## JOB:
Print each row below word for word, leaving out the pictures.

Point annotation records:
— START —
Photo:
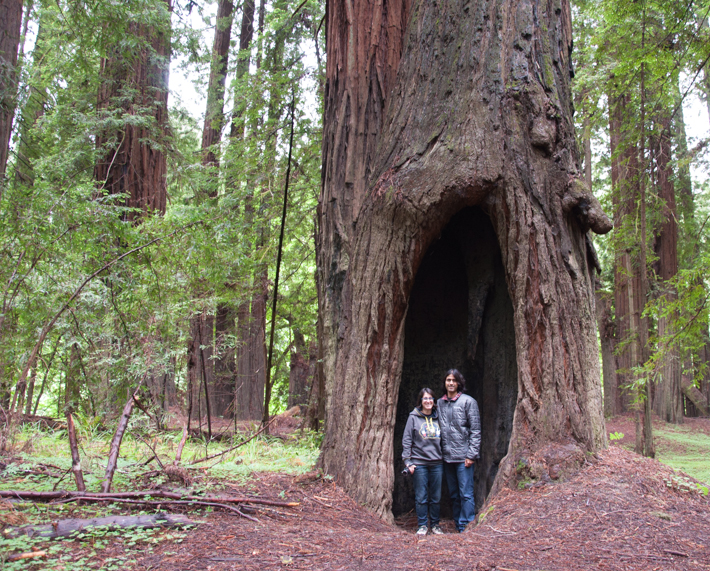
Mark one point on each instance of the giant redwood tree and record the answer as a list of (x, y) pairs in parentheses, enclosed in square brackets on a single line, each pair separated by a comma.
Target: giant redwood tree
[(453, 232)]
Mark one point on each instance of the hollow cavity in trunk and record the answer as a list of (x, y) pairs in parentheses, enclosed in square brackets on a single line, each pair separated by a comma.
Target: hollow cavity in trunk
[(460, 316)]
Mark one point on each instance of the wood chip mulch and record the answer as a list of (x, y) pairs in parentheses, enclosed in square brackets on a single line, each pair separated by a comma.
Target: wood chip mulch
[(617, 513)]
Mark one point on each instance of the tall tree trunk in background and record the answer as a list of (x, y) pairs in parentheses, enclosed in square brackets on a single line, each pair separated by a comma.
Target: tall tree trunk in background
— END —
## RESPONSE BELOW:
Photo:
Mark one point on each instance of the giant redwood tree and record the answer as a list of (x, y) pairs in parentheses, enclosed in square brackets on a single line, each pair separated by a comma.
Target: giant redwood tree
[(453, 232)]
Mark one point on each instance of the hollow cavity in trunk and record the answer as a list of (x, y) pairs in parentheses, enclosed in square brackets on a single line, each pair separated by a comma.
Target: hollow cavity in trunk
[(460, 316)]
Mark one point on each instance of the wood chip mulch and record the answer as a list of (x, y) pairs in parentheses, enclosed in square brackets on a single line, each pair separated by a comma.
Target: wood chip mulch
[(617, 513)]
Mark one point on each instance of the tall tree trunk in background and record the answer as a list of (x, y) pairs in parentheses, enclosed in square brackets on a single line, each pair separated by a comma.
Target: tall tree trunk in background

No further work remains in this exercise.